• _PROBLEM DETAILS_
Copy the records from the start through the line containing "97), (130, 87)]", requests included, and add 72 to every coordinate in the answer outlines.
## begin GIVEN INFORMATION
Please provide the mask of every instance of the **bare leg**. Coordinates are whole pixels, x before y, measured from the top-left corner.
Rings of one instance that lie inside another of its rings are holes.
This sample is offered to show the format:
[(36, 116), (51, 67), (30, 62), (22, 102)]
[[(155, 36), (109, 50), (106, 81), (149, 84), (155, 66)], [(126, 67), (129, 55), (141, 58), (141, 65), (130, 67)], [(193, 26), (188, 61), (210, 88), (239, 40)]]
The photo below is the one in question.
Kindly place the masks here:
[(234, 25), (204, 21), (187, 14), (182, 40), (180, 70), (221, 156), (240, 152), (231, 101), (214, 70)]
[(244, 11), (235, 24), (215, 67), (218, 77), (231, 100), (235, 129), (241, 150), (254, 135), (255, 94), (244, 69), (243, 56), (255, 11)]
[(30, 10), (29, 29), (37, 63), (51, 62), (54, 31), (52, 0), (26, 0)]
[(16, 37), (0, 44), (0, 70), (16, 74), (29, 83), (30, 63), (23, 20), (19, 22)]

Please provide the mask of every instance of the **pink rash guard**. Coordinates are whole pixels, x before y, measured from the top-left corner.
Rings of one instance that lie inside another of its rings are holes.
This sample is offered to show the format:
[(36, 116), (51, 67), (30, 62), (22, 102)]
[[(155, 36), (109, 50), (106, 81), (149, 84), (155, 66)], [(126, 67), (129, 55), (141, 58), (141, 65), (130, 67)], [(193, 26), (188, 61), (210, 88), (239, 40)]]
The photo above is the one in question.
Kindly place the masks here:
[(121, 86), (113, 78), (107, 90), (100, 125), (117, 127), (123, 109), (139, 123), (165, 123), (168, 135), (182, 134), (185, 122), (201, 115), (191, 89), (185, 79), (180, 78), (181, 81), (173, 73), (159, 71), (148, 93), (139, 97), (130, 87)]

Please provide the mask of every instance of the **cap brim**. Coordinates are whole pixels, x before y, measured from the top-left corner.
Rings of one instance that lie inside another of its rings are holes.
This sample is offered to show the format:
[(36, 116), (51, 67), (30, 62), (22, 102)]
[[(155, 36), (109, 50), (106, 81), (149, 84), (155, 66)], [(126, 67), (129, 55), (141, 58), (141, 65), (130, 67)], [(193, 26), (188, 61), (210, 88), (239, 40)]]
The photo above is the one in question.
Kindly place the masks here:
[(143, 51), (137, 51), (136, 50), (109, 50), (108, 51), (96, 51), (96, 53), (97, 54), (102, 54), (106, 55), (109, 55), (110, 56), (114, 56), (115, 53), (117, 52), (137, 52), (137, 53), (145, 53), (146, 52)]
## end GIVEN INFORMATION
• _RESPONSE_
Please provide the mask of every instance of the **bare leg**. Coordinates are whole pixels, x before y, measured from the top-left corner.
Rings of one instance that lie inside another of its rings are holes.
This sample is offered to show the format:
[(36, 116), (51, 67), (30, 62), (22, 102)]
[[(155, 36), (109, 50), (106, 81), (149, 84), (155, 66)], [(126, 67), (129, 55), (141, 58), (141, 65), (130, 67)], [(193, 26), (188, 61), (210, 88), (239, 40)]]
The photo below is the one in question.
Kindly place the masks here:
[(306, 97), (276, 93), (259, 86), (254, 112), (252, 142), (293, 228), (312, 224), (303, 173), (286, 142)]
[(316, 83), (307, 96), (287, 139), (290, 149), (303, 172), (307, 201), (313, 222), (326, 207), (327, 166), (316, 141), (315, 128), (327, 83)]
[(102, 82), (101, 101), (109, 135), (123, 134), (126, 103), (124, 72), (98, 72)]
[(88, 109), (72, 116), (72, 142), (88, 146), (101, 155), (102, 135), (95, 92), (91, 94)]

Please provide the mask of every instance of the **pink rash guard**. Coordinates are whole pixels, x before y, measured from the top-left corner.
Rings of one instance that lie inside another of its rings are holes.
This sample is offered to show the format:
[(36, 116), (51, 67), (30, 62), (22, 102)]
[[(155, 36), (109, 50), (106, 81), (149, 84), (155, 66)], [(126, 67), (129, 55), (141, 58), (141, 65), (130, 67)], [(193, 26), (188, 61), (210, 88), (239, 40)]]
The photo above is the one in question.
Kindly place the masks here:
[(193, 158), (185, 150), (179, 162), (172, 197), (189, 199), (195, 181), (211, 195), (237, 195), (240, 207), (254, 206), (257, 194), (273, 187), (263, 161), (257, 151), (252, 150), (253, 153), (245, 145), (231, 143), (220, 165), (211, 169), (202, 159)]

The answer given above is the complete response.